▸ Selected excerpt:
## begin

Single by Radiohead

from the album A Moon Shaped Pool
- Released: 6 May 2016
- Genre: Orchestral pop; chamber pop; art pop;
- Length: 6:24
- Label: XL
- Songwriter: Radiohead
- Producers: Nigel Godrich; Radiohead;

Radiohead singles chronology
| "Burn the Witch" (2016) | "Daydreaming" (2016) | "I Promise" (2017) |

Music video
- "Daydreaming" on YouTube

= Daydreaming (Radiohead song) =

2016 Radiohead song

"Daydreaming" is a song by the English rock band Radiohead, produced by Nigel Godrich. It was released as a download on 6 May 2016 as the second single from Radiohead's ninth studio album, A Moon Shaped Pool. The song is a piano ballad with strings arranged by the Radiohead guitarist Jonny Greenwood. The music video was directed by Paul Thomas Anderson.

## end

▸ Written instruction 1:
In the records, change "Drop a dot" to "Place a dot" within the part that opens with the line containing "of the shallow" and continues through the end of the records, leaving all else unchanged. Give back only that part.
These records bear no relation to the song article.

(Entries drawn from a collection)
## begin

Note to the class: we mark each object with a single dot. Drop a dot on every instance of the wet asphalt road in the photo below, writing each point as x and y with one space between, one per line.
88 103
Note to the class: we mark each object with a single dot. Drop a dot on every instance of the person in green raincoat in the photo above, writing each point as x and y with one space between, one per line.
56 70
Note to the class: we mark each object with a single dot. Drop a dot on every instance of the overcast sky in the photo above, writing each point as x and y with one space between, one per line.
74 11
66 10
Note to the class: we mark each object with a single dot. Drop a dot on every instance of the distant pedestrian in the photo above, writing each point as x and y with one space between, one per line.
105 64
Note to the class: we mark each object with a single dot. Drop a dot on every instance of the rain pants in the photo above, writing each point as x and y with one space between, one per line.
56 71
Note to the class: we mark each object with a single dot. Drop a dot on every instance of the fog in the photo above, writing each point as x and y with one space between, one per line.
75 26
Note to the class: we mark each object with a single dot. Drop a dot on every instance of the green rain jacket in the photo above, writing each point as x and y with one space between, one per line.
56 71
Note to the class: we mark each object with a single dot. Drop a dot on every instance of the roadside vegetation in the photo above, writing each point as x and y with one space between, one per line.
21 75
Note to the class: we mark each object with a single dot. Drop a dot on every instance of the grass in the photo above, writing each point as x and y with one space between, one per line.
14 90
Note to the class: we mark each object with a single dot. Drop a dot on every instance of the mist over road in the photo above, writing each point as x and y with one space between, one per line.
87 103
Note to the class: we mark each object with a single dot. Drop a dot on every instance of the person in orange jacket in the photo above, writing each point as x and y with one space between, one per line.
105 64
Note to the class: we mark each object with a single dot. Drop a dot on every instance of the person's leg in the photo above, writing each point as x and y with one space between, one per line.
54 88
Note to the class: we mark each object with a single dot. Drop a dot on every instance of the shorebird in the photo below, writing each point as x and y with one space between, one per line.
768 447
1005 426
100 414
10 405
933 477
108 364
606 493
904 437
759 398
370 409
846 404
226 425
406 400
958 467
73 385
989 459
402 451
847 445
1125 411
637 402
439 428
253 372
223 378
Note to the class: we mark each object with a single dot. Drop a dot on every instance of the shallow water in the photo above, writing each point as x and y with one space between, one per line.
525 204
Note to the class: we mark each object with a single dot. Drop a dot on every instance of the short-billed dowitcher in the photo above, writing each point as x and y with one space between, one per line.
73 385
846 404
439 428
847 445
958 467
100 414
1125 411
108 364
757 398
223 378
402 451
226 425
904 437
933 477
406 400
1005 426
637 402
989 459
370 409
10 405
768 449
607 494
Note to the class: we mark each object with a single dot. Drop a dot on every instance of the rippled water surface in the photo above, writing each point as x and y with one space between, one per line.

## end

▸ Written instruction 2:
Set down the entire song article again, word for word.

▸ Complete output 1:
Note to the class: we mark each object with a single dot. Place a dot on every instance of the shallow water in the photo above, writing each point as x and y with one space between, one per line.
525 204
Note to the class: we mark each object with a single dot. Place a dot on every instance of the short-billed dowitcher in the photo above, writing each point as x and y with one space between, one per line.
73 385
846 404
439 428
847 445
958 467
100 414
1125 411
108 364
757 398
223 378
402 451
226 425
904 437
933 477
406 400
1005 426
637 402
989 459
370 409
10 405
768 449
607 494
Note to the class: we mark each object with a single dot. Place a dot on every instance of the rippled water surface in the photo above, writing each point as x and y with one space between, one per line.

▸ Complete output 2:
Single by Radiohead

from the album A Moon Shaped Pool
- Released: 6 May 2016
- Genre: Orchestral pop; chamber pop; art pop;
- Length: 6:24
- Label: XL
- Songwriter: Radiohead
- Producers: Nigel Godrich; Radiohead;

Radiohead singles chronology
| "Burn the Witch" (2016) | "Daydreaming" (2016) | "I Promise" (2017) |

Music video
- "Daydreaming" on YouTube

= Daydreaming (Radiohead song) =

2016 Radiohead song

"Daydreaming" is a song by the English rock band Radiohead, produced by Nigel Godrich. It was released as a download on 6 May 2016 as the second single from Radiohead's ninth studio album, A Moon Shaped Pool. The song is a piano ballad with strings arranged by the Radiohead guitarist Jonny Greenwood. The music video was directed by Paul Thomas Anderson.